Aim of the exercise
Exactly reproduce the line that contains "around the golden" and all lines after it in the entries below, through the very last line.
▼
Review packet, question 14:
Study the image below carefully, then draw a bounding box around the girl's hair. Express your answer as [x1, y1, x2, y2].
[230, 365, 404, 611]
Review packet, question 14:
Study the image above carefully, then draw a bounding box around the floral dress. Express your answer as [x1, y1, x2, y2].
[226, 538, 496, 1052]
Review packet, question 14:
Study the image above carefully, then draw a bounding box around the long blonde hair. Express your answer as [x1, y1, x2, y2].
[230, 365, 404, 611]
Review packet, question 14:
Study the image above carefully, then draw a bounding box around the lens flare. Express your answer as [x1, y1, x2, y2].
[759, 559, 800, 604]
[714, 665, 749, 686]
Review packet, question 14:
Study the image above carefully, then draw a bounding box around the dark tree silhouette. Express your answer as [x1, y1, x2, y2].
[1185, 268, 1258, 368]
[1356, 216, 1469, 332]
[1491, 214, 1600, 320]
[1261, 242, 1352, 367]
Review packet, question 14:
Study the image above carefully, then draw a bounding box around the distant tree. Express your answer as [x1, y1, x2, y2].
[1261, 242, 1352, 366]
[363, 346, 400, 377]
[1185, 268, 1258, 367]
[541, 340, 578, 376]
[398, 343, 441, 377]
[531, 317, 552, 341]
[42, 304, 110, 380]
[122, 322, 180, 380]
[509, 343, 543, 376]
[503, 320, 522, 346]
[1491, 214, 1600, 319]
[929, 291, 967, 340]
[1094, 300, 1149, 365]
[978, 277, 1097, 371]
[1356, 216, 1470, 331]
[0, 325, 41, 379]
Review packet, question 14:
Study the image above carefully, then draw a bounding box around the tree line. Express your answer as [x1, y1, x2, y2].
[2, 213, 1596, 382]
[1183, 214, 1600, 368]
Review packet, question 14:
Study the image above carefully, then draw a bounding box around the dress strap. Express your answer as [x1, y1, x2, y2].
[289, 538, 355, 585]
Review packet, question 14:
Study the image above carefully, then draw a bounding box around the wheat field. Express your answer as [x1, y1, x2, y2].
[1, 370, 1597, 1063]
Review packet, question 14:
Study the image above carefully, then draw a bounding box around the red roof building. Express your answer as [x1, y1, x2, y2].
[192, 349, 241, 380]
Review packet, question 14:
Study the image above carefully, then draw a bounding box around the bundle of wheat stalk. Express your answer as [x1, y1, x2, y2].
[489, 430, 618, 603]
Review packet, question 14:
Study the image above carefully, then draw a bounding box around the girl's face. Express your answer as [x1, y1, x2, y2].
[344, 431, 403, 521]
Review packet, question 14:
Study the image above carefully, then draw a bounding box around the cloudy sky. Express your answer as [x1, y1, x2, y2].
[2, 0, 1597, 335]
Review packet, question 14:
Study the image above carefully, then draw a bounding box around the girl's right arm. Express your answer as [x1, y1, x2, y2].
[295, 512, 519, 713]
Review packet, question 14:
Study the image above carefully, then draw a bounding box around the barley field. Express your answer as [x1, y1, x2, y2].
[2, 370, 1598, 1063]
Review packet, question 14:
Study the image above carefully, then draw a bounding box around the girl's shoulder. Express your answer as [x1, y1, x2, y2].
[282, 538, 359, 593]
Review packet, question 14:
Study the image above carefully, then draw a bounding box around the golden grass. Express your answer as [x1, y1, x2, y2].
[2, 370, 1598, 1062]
▲
Answer below
Study the image above carefully, then draw a bounding box around the golden grass. Express your answer as [x1, y1, x2, y2].
[2, 370, 1598, 1062]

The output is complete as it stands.